◆ **Text shown**
Never made meringue before. Kept hovering over the mixer waiting for it to fall apart, re-reading the cream of tartar step on loop. Stiff peaks happened faster than expected though, and they actually turned out. Crisp shell, soft middle. Mine got a little golden at the edges, oven probably runs warm. Still ate most of them.
Golden edges means about 15 degrees too hot. Try 185 next time. And eating most of them right away is the correct response.
I've made probably four or five different keto meringue recipes over the past year and most of them came out either gummy in the middle or shatter-crisp all the way through with no texture variation. These are the first batch that actually had that contrast, crispy shell with something soft and cloud-like inside. I think the cream of tartar makes a real difference here. The 200-degree bake is also lower than every other version I've tried, which usually runs at 250 or higher and rushes the whole thing, and you can tell in the final texture. Ended up with 60 cookies from one batch, and at 0.3g net carbs each I just have the container sitting out on the counter now. They're holding up better than I expected too. Not fragile like some meringues where you can barely pick one up without it falling apart.

◆ **Your tasks**
a - Please list every oven temperature, in degrees, mentioned in the meringue comments.
b - Carry the meringue comments forward from their last sentence.

◆ **Records**
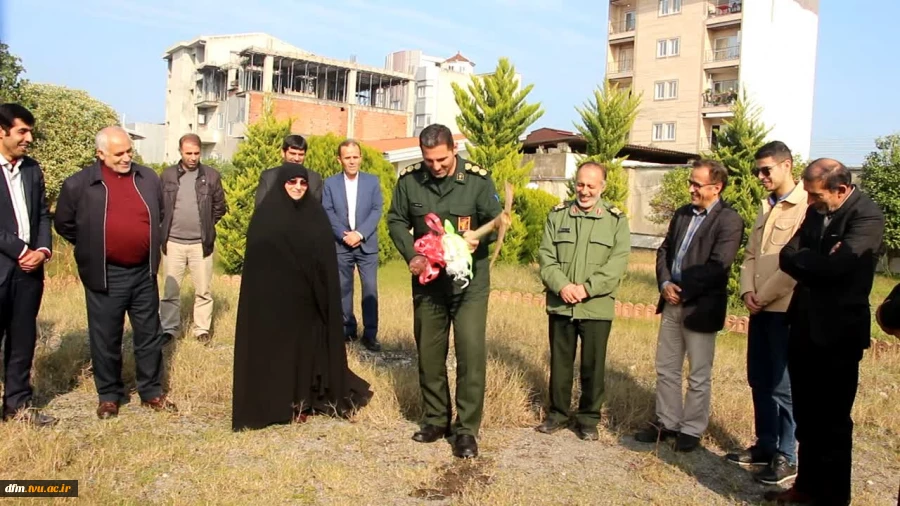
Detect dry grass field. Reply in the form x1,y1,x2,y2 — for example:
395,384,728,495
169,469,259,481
0,253,900,506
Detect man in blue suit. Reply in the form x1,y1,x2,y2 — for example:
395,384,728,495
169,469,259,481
322,139,384,351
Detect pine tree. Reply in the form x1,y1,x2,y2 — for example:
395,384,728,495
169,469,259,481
452,58,544,263
569,81,641,214
452,54,544,193
709,90,770,304
216,97,291,274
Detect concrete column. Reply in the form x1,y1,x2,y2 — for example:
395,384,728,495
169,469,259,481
347,69,357,105
263,55,275,93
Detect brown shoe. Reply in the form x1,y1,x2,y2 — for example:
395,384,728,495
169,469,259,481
141,395,178,413
763,487,813,504
3,405,59,427
97,401,119,420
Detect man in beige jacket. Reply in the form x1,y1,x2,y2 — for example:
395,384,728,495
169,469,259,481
726,141,808,485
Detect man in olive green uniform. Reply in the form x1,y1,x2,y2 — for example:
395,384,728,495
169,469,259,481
536,162,631,441
387,124,503,458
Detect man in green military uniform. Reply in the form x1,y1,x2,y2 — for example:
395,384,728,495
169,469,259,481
536,162,631,441
387,124,503,458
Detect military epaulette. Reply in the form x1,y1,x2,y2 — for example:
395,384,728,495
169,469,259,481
466,162,487,177
398,163,422,177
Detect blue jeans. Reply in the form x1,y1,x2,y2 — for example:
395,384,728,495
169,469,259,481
747,311,797,464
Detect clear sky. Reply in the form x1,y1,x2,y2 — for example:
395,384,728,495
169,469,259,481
0,0,900,164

◆ **Task-by-task outputs**
a - 185, 200, 250

b -
The 200 is the whole reason the texture works. I tested at 225 and you just lose the contrast entirely, dries straight through. Cream of tartar is also what keeps it stable enough to pick up without it crumbling.
As someone new to meringue, I didn't realize the bowl has to be completely dry or the whites won't peak at all. Learned that the hard way on my first batch. Added a drop of almond extract to the second round and it was the right call, a little flavor goes a long way with these.
The dry bowl thing gets everyone the first time. Almond is so concentrated, less than you think is always the right call.
The recipe works as written, but after several batches I found two changes worth passing along. Adding a quarter teaspoon of almond extract alongside the vanilla completely changes things, moving it from just-sweet to something closer to what you'd expect from an actual patisserie. The almond rounds out the sweetener aftertaste in a way that's hard to explain until you taste it. The second one matters more. During the cooldown after the hour at 200 degrees, I started propping the oven door open an inch with a wooden spoon instead of leaving it sealed. The shell crispness is night and day. If you're getting meringues that are crisp outside but slightly chewy in a way that bothers you, that's the fix. Humidity is the enemy of these, and gel food coloring adds moisture, so skip it on humid days if you want that true shattering exterior.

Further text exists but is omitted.